[Exercise prompt]
Decide whether each statement agrees with the assisted living passage. Answer yes or no and quote the words of the passage that settle it. 1. She moved into assisted living in January 2008. 2. She kept using her cane after the move. 3. She asked for extra cash to pay the hairdresser.

[Extract]
One night she had food poisoning from some bad shrimp. We feared that she would be out for the rest of the week; I knew how long a similar bout would knock me down. The next morning she up was up, ready, and determined to go. Perhaps she knew this would be her last vacation trip ever. I thought it would be her last. But I didn't hear that.

Happy feet at Hatteras

Happy feet at Hatteras

 

It was January of 2008 when she moved into assisted living.

I became her power of attorney and as time went on, became ever more intimately involved with her affairs and her life. She called me often, sometimes several times a day, and left little voice messages if she didn’t catch me. Suzanne, it’s me, I just called to talk a little bit. Okay, I’ll talk to you later. Bye-bye. Suzanne, it’s me. I just called to see if you’re watching the Steelers. Okay, talk to you later. Her Reader’s Digest subscription needed renewal; send a check to the KDKA Turkey Fund at Thanksgiving; donate to the Red Cross for the Haiti earthquake or the tsunami in Japan.  She would remind me to pay the hairdresser at the assisted living home, tell me to buy a lottery ticket when the jackpot got high (“and one for yourself!”), and ask me to “bring some extra cash” the next time I visited, to pay for some handmade cards purchased from a friend.

Her health status oscillated, each time the peaks scaling a little less height, the troughs diving a little deeper.  The cane left at home when she moved to AL; first a walker, then sometimes a transport chair or wheelchair, then almost always the chairs, while we were out and about. She said she dreamed of being at a home town wedding in the firehall, walking around and saying hi to everyone seated in the chairs around the edge of the dance floor, and I just walked and walked and walked! It was such a good dream! But it's never gonna be. I listened and I sympathized and I felt sad. Still, I didn't hear that, not really.

[Data for analysis]
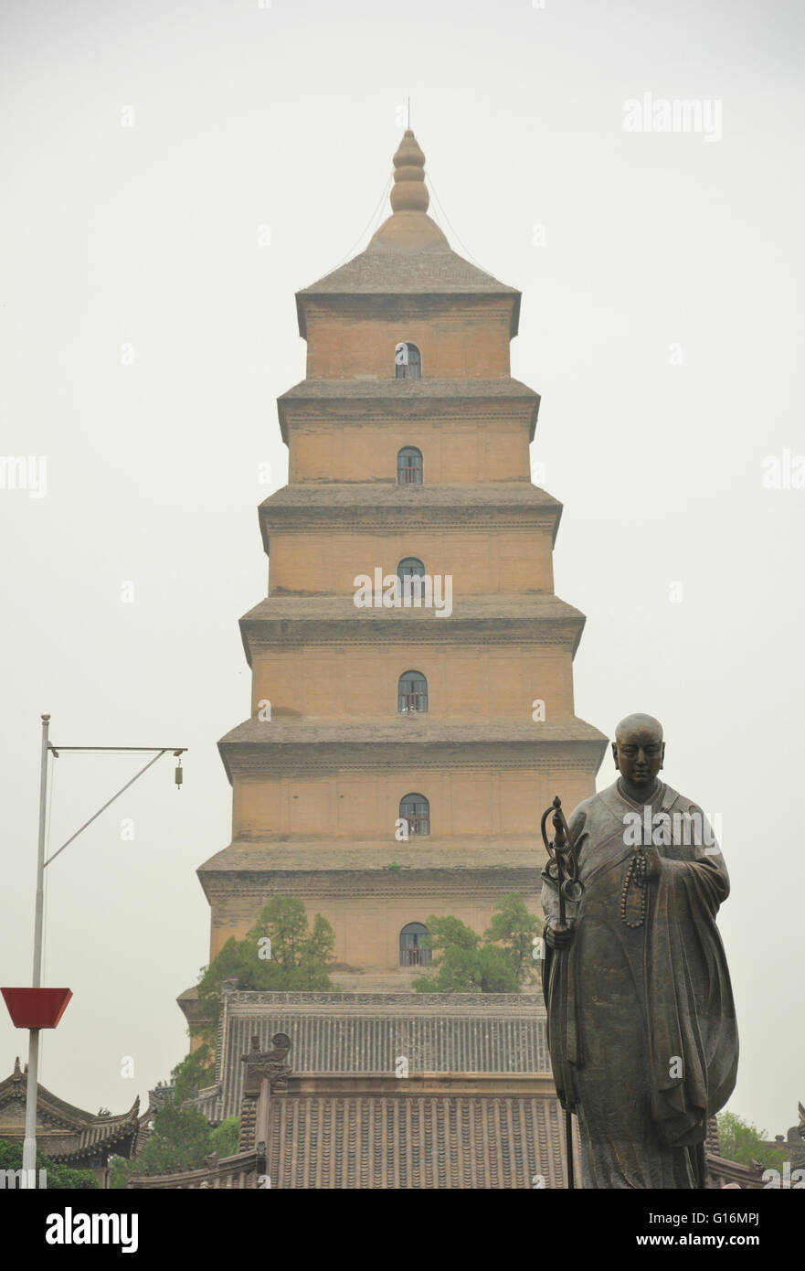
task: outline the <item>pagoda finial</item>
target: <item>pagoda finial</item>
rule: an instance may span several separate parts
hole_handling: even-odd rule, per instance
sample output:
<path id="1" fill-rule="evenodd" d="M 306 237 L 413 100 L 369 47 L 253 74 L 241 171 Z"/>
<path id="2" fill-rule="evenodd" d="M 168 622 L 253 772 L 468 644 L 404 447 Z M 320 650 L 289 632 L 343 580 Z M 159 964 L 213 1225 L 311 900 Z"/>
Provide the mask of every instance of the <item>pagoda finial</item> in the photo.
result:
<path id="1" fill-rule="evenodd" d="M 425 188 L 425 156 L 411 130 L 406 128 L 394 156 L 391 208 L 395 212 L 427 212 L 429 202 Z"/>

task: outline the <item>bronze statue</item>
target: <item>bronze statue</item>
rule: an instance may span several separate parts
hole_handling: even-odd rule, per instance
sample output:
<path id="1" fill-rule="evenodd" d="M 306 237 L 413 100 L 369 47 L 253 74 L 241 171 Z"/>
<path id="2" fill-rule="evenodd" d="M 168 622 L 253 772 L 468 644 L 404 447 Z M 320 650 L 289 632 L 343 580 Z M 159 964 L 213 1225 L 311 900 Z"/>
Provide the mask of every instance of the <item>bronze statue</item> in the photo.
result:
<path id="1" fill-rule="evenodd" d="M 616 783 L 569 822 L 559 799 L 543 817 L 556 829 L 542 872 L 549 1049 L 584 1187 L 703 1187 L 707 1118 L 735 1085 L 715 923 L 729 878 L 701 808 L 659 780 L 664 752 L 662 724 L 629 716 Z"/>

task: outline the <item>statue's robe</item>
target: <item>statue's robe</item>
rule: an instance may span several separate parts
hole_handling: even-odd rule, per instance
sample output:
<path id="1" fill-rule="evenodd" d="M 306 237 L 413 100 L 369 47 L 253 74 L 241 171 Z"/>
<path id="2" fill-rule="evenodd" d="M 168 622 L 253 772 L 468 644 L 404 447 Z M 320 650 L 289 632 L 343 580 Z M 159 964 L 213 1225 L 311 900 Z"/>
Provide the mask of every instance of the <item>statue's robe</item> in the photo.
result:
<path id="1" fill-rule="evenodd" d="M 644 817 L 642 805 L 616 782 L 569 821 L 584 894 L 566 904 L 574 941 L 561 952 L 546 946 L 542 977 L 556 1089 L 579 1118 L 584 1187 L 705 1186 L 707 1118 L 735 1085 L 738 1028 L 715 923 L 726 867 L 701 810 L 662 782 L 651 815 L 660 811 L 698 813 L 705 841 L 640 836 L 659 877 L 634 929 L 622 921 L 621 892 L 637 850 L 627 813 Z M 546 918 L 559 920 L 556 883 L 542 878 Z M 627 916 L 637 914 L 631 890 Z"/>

[Result for this exercise]
1. Yes: "It was January of 2008 when she moved into assisted living."
2. No: "The cane left at home when she moved to AL"
3. No: the extra cash was "to pay for some handmade cards purchased from a friend"; for the hairdresser, "She would remind me to pay the hairdresser at the assisted living home"